---- TASK MATERIAL
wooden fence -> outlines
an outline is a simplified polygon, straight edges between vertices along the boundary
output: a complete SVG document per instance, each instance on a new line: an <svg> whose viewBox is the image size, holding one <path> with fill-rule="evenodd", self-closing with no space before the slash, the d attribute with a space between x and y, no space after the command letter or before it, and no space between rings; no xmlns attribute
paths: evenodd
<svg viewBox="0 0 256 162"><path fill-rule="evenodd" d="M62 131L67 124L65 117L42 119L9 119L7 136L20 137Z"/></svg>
--------
EXERCISE DESCRIPTION
Repeat the data above line for line, without changing anything.

WORKED SOLUTION
wooden fence -> outlines
an outline is a simplified polygon, straight edges between vertices along the boundary
output: a complete SVG document per instance, each instance on a new line: an <svg> whose viewBox is the image size, holding one <path> with fill-rule="evenodd", self-closing with no space before the slash, the d attribute with a space between x and y, no space after the command letter or before it, and no space between rings; no xmlns attribute
paths: evenodd
<svg viewBox="0 0 256 162"><path fill-rule="evenodd" d="M62 131L67 124L65 117L42 119L9 119L7 136L20 137Z"/></svg>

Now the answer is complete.